All lines below must be repeated exactly, with the pictures omitted.

(Location labeling records)
+--

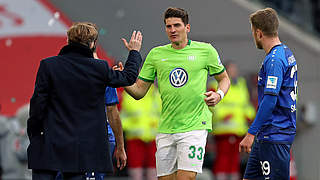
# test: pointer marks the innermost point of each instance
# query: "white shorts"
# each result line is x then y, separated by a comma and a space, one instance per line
184, 151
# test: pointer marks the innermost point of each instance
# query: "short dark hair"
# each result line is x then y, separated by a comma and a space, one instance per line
178, 13
83, 32
266, 20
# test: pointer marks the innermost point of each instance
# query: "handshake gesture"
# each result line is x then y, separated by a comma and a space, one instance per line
135, 41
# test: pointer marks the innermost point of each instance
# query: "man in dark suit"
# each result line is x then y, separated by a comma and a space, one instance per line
67, 124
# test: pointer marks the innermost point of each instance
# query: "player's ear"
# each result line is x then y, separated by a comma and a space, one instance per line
188, 27
259, 33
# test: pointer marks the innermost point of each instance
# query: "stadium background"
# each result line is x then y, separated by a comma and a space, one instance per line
223, 23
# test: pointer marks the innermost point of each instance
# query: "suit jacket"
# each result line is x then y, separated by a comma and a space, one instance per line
67, 124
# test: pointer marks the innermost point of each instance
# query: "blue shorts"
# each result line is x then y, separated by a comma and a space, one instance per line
268, 161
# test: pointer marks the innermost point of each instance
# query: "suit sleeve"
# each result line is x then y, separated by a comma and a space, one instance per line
38, 102
129, 74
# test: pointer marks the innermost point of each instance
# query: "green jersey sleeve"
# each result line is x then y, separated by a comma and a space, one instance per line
148, 71
214, 65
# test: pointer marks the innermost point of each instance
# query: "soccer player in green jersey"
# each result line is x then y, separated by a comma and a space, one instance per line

+--

FINAL RESULT:
# test: pointer marks the innermost point of each instance
# query: "white shorts"
# each result line is x then y, separated by a comma and a space, one instance per line
184, 151
# test: pointer marks the innermost point of each instance
# query: "short dark hair"
# each result line is x then y, separated by a comma and a space, one instance per line
178, 13
83, 32
266, 20
# test: pointer marks the innermost point of each instance
# query: "handshake gesture"
# each result line is x then y, separated by a comma and a space, one instance per line
135, 41
# test: pointer marks the innermost point of each instance
# query: "man in dark suit"
# each result line is x then y, separated by a comma and a space, one instance per line
67, 124
# test: pointer marks the innermost point of each instance
# query: "player's ear"
# each result line is x then y, separated by a comma and a space, one instance per line
188, 27
259, 33
# test: pointer marks the innermost point of each instance
# query: "stadium background"
# each result line is x then y, separated by a comma and a space, one instance per line
223, 23
# test: pointer marks the innermost point of each instance
# query: "suit jacket"
# each result line is x then y, separated by a comma and a space, one instance per line
67, 124
# test: pointer marks the innermost point of each instance
# query: "blue shorts"
# each result line is x then y, separated by a comma and a space, one instance per line
268, 161
# test: pointer marks the innermost point of each instance
# query: "suit sleeve"
# each result line is x then y, separated by a comma and a space, one instance per line
38, 102
129, 74
# test: pointer marks the innermost point of each instance
# query: "green jersey sleeve"
# each result line is x then y, separated by a comma and a space, one instance per line
148, 71
214, 65
# test: pointer marks the innermost point of each instance
# query: "soccer player in green jersey"
# each result line is x then y, separated by a comma and a space, one instance per line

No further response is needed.